PROBLEM STATEMENT =
Copy every entry exactly.

DATASET RECORDS =

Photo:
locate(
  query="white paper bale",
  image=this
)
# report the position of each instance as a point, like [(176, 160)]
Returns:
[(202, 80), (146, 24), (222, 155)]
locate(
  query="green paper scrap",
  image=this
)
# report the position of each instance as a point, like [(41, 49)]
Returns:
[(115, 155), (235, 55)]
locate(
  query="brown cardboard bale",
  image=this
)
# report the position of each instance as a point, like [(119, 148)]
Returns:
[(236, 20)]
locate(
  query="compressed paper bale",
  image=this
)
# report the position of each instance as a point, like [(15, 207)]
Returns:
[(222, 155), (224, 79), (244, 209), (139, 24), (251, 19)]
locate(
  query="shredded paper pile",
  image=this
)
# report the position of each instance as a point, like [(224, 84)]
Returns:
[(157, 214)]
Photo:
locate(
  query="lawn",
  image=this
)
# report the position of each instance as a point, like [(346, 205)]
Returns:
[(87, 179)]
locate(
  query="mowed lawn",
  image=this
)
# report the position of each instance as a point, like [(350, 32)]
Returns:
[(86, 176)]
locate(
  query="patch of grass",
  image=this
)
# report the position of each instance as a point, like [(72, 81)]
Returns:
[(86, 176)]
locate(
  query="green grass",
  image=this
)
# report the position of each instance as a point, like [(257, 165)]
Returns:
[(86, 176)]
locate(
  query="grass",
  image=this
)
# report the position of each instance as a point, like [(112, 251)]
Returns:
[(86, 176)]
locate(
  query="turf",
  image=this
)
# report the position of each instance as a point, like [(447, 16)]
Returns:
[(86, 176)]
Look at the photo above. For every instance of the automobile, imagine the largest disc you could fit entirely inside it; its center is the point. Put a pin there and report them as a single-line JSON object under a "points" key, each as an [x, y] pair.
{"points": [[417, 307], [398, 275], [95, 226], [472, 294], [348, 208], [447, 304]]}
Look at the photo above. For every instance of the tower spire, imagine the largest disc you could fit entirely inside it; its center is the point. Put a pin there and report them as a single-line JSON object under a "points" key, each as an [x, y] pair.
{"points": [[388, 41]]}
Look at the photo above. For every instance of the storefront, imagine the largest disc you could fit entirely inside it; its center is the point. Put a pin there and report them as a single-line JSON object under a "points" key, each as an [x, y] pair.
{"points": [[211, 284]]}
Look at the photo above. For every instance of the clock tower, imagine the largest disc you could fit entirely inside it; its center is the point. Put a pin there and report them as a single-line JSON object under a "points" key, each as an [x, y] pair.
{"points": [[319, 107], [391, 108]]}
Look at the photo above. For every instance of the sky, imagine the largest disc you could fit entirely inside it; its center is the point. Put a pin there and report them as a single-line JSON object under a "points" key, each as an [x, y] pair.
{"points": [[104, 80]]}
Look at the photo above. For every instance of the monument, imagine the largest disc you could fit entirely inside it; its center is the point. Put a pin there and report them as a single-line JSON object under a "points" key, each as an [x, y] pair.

SOLUTION FOR THIS TASK =
Photo:
locate(
  query="white paper bale",
  image=this
)
# report the position of each instance as a point, like [(176, 160)]
Returns:
[(202, 80), (146, 24), (222, 155)]
locate(
  query="green paper scrap",
  image=this
)
# report the position of each instance as a point, like [(41, 49)]
Returns:
[(115, 155), (235, 55)]
locate(
  query="brown cardboard bale",
  image=this
)
# report the position of each instance as a point, like [(119, 148)]
Returns:
[(236, 20)]
locate(
  query="compressed paper bale",
  image=this
)
# report the position of each instance as a point, like [(15, 207)]
Returns:
[(222, 155), (224, 79), (244, 209), (139, 24), (251, 19)]
locate(
  query="shredded paper pile",
  image=this
)
# report the position of each instance as a point, like [(224, 84)]
Returns:
[(157, 214)]
Photo:
locate(
  query="lawn",
  image=this
)
# report the position of each instance as a point, like [(346, 205)]
Returns:
[(87, 179)]
locate(
  query="mowed lawn",
  image=this
)
# report the position of each instance as a point, like [(350, 32)]
Returns:
[(86, 176)]
locate(
  query="patch of grass",
  image=this
)
# report the position of each instance as a point, like [(72, 81)]
Returns:
[(86, 176)]
locate(
  query="green grass",
  image=this
)
# report the position of each instance as a point, like [(257, 165)]
Returns:
[(86, 176)]
locate(
  query="grass",
  image=this
)
# report the position of each instance as a point, like [(112, 251)]
Returns:
[(86, 176)]
locate(
  query="turf",
  image=this
)
# report the position of each instance as a point, like [(447, 16)]
Returns:
[(86, 176)]
Look at the photo above. For every instance of the automobile, imagine the largest disc you could fit entirely inside it; its center is the point. Put a pin there and report them as a single-line JSON object under a "points" key, each as an [x, y] pair.
{"points": [[417, 307], [398, 275], [95, 226], [472, 294], [348, 208], [447, 304]]}
Look at the photo above. For every instance of the tower spire, imagine the largest disc you could fit entirely inside it; its center is the point. Put a pin there and report them as a single-line JSON object under a "points" key, each as an [x, y] pair.
{"points": [[388, 41]]}
Look at the photo above. For every instance of the storefront, imagine the largest disc you could fit entirely inside it; its center is the point. Put a pin there and report them as a single-line JSON object under a "points" key, each as an [x, y] pair.
{"points": [[211, 284]]}
Look at the photo above. For every instance of the clock tower, imagine the largest disc you could fit entirely inside it; its center is the point. Put a pin there and report them as a single-line JSON object under a "points" key, each as an [x, y] pair.
{"points": [[319, 107], [391, 108]]}
Look at the photo above. For every instance of the sky, imagine the largest disc you could fit entirely inside it; its center is the point. Put a pin there and report them as a single-line JSON object under a "points" key, each as an [x, y] pair.
{"points": [[104, 80]]}
Look at the photo above. For every instance of the monument, imagine the largest disc you could fit entirely inside it; its center is the point. Put a pin there and report them as a single-line JSON object under a "points" key, each as an [x, y] pair.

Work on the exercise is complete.